● Task instructions: Only the lines of the data below from the one with "Note: point to every instance of the tiger ear" through the one with "Target: black stripe" are wanted. Repeat them exactly.
----
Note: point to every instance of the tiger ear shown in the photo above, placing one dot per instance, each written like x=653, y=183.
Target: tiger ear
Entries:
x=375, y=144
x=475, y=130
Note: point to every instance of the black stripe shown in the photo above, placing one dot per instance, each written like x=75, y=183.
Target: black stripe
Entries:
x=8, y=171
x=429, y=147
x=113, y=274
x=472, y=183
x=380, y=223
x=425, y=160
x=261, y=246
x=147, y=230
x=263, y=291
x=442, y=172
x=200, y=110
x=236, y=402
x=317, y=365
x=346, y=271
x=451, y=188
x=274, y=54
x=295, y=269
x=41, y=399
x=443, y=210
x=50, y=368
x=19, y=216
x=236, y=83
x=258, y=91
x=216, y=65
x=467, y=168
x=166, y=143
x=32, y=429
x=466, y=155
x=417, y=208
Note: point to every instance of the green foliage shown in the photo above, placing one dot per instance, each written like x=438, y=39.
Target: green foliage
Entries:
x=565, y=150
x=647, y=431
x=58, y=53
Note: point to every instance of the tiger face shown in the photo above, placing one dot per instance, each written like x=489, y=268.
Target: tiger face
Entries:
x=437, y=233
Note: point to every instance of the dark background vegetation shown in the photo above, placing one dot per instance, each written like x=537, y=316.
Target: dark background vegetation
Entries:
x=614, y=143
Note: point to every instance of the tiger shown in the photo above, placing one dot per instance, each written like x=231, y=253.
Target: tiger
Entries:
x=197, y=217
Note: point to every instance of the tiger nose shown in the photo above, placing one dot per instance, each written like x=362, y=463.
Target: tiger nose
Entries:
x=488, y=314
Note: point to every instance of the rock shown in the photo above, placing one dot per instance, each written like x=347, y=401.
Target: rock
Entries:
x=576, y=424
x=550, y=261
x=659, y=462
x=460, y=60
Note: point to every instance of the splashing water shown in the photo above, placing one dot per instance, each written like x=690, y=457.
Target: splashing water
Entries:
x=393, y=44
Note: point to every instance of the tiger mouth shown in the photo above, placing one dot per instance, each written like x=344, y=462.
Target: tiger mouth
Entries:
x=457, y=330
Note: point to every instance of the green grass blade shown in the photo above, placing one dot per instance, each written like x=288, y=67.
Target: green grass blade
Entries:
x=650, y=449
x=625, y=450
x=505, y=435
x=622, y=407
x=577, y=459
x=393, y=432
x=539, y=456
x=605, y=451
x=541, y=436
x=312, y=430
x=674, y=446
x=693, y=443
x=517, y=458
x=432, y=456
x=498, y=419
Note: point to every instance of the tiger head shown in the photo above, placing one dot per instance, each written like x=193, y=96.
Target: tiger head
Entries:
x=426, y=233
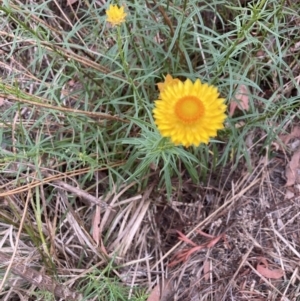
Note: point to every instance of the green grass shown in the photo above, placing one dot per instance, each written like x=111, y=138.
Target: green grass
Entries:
----
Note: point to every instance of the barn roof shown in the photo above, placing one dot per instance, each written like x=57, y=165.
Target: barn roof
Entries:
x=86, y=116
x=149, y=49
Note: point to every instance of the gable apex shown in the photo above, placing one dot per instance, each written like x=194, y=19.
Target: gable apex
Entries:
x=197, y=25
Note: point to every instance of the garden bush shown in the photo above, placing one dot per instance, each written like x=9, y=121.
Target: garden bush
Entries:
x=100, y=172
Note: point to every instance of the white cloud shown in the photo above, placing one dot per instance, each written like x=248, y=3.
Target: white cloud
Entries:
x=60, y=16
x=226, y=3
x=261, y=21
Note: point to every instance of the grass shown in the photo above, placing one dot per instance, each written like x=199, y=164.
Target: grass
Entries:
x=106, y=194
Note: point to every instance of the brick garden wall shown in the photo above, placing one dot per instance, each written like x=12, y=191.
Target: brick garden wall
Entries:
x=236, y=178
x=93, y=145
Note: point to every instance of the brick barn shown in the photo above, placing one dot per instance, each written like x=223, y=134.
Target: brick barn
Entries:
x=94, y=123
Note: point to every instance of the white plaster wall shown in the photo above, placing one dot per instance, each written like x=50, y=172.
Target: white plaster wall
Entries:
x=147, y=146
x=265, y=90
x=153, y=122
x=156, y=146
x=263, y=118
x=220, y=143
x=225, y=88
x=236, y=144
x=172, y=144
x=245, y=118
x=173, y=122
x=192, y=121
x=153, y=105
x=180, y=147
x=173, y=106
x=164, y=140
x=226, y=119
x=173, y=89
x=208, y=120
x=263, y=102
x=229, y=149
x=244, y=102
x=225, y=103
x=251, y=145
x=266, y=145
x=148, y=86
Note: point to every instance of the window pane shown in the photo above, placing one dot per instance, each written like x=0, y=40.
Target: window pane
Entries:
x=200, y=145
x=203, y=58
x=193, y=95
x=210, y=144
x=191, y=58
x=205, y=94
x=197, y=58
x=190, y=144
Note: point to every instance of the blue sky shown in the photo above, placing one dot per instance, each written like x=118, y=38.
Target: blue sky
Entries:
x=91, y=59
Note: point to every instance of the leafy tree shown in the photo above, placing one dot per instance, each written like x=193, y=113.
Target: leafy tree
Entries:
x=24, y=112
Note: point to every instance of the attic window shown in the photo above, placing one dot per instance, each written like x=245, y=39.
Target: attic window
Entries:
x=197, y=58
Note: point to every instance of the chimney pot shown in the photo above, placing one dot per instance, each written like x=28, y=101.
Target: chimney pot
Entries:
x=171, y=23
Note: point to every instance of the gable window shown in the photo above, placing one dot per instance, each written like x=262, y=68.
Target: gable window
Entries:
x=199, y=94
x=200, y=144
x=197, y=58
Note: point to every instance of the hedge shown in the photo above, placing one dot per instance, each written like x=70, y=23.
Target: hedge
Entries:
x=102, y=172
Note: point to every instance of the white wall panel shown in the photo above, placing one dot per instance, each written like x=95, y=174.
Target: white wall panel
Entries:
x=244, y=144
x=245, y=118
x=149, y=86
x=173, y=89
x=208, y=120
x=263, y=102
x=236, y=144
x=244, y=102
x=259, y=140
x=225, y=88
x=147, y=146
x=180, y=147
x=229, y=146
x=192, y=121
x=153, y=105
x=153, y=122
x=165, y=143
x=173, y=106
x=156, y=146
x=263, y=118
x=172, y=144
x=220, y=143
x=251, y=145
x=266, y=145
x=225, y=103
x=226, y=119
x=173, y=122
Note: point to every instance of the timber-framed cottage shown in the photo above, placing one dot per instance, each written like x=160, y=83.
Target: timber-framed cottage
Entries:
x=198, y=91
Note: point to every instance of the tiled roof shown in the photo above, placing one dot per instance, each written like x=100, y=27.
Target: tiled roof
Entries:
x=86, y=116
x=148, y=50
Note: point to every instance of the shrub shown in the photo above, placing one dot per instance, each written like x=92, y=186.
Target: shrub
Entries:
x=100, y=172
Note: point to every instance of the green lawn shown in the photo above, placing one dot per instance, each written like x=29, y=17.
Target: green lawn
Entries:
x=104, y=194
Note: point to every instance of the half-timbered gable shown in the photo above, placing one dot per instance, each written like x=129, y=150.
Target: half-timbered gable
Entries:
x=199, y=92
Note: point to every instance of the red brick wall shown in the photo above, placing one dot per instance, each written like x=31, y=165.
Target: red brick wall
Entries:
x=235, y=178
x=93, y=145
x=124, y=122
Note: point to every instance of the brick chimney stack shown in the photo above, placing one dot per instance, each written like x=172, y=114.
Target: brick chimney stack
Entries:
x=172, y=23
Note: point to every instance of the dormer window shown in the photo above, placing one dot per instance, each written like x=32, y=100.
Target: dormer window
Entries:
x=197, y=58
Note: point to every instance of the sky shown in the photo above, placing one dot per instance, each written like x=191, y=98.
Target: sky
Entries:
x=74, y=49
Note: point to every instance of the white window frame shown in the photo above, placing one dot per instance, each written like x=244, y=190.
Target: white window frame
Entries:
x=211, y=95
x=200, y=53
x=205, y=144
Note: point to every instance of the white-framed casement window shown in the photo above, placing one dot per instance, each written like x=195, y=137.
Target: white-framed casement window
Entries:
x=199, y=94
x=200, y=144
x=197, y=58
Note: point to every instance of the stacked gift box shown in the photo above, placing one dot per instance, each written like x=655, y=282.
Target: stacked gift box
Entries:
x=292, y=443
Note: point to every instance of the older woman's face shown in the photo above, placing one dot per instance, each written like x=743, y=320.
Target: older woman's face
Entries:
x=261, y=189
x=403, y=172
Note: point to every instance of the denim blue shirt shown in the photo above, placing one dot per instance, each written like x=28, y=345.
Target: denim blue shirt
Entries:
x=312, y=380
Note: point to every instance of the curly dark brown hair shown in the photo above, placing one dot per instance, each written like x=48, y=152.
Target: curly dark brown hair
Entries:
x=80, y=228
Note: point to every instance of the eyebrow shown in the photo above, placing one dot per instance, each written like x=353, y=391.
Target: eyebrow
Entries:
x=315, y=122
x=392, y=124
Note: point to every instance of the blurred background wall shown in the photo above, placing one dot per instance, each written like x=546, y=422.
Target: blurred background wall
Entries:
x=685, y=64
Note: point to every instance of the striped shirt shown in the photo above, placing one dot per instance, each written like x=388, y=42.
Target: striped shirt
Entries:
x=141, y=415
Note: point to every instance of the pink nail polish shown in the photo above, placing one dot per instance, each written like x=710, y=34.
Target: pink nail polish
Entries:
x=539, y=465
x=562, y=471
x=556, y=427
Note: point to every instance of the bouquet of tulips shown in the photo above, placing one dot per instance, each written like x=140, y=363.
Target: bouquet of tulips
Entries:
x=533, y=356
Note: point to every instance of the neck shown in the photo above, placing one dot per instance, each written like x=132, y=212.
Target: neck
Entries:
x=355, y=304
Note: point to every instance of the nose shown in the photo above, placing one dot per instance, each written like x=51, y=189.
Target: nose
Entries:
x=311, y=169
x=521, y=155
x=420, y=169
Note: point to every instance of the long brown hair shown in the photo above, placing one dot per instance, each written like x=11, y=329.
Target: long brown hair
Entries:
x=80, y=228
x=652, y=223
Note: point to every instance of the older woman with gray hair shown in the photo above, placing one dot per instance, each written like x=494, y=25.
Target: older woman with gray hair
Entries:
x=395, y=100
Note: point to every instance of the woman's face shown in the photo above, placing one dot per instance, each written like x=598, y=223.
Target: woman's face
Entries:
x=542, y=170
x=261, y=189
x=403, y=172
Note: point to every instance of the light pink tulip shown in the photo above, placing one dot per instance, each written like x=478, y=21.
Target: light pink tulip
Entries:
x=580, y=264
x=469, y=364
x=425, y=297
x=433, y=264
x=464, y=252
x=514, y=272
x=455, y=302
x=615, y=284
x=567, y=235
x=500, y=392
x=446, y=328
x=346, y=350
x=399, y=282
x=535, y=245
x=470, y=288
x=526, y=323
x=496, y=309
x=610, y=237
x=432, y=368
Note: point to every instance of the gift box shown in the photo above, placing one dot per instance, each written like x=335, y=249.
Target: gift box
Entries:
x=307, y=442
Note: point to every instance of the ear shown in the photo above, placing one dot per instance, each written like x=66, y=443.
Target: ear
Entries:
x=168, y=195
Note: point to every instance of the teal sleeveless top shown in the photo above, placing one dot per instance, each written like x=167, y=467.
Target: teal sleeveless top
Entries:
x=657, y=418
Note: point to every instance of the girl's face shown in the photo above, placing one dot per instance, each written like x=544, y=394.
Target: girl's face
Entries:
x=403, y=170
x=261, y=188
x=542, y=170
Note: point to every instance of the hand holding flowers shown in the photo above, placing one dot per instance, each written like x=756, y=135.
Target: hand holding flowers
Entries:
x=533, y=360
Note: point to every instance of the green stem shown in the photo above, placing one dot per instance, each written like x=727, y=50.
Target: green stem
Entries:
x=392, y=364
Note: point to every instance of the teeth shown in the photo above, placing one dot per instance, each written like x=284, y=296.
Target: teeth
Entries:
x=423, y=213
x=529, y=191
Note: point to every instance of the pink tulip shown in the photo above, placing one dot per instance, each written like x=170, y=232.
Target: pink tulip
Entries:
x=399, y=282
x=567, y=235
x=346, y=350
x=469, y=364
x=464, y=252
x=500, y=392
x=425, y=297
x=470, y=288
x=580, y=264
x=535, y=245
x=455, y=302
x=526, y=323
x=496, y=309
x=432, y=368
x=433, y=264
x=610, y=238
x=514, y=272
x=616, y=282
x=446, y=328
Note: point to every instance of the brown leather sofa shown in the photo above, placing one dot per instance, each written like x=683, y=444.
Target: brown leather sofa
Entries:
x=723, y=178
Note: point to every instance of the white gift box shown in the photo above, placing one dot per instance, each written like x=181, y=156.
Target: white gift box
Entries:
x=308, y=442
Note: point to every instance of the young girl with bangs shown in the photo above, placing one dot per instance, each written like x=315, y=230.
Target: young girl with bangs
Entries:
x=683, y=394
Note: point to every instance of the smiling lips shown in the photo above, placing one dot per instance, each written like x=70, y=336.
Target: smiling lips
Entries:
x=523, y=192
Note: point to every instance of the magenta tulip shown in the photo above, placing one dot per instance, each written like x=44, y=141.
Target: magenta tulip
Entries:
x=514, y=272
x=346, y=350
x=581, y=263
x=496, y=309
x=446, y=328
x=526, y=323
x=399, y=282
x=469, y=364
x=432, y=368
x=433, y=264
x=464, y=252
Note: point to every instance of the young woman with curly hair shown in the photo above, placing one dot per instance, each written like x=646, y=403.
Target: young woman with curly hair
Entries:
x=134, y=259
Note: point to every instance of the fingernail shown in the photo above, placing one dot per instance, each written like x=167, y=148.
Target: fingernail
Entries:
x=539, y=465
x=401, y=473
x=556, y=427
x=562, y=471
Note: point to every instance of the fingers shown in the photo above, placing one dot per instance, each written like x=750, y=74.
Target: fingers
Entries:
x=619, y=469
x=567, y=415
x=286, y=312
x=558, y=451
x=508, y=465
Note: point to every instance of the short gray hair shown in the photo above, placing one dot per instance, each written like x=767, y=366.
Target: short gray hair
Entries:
----
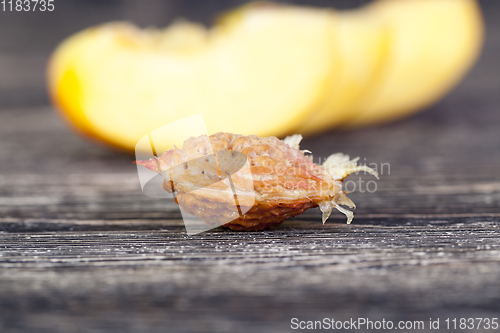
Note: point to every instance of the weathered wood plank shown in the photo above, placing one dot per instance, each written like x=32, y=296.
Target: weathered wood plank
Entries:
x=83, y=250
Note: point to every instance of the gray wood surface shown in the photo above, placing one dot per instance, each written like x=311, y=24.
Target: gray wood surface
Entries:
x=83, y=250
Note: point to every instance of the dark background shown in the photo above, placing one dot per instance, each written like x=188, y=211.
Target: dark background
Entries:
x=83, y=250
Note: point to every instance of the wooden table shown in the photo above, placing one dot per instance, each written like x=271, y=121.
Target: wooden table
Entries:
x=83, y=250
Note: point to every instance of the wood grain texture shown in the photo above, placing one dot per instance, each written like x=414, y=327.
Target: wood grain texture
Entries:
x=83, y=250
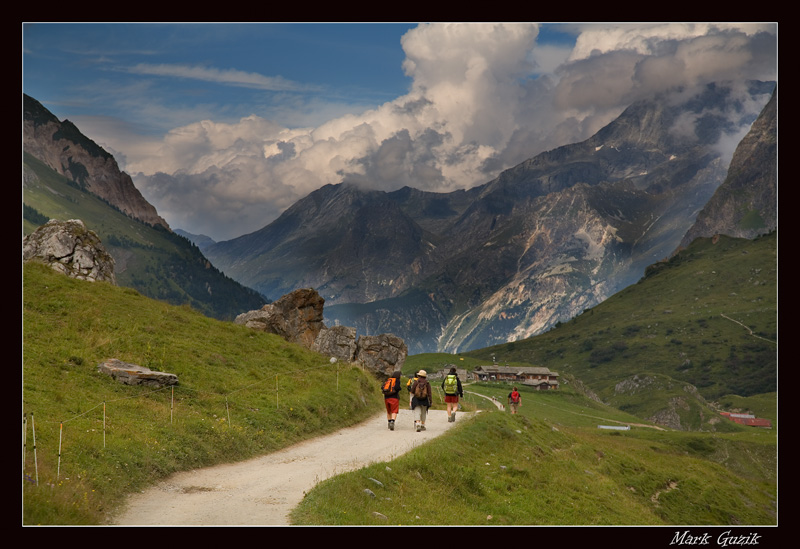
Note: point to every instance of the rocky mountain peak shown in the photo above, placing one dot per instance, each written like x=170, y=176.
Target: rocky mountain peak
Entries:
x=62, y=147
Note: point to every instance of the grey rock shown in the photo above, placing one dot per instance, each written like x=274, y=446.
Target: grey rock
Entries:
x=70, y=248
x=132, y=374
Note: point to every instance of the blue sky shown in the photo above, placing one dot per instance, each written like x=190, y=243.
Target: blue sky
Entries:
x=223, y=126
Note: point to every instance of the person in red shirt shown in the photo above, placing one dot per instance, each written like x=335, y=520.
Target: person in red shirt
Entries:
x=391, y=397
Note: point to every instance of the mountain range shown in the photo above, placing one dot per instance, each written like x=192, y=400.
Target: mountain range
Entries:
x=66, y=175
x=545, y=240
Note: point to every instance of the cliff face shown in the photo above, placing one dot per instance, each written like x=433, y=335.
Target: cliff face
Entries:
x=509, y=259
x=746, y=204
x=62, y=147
----
● Written response:
Note: point to every instance of the tiger ear shown in the photo above, placing one dot per instance, each written like x=653, y=183.
Target: tiger ear
Entries:
x=375, y=144
x=475, y=130
Note: point to every instance of the black stripe shown in the photo above, placing one dot per instance, each written like x=75, y=183.
Target: black stripe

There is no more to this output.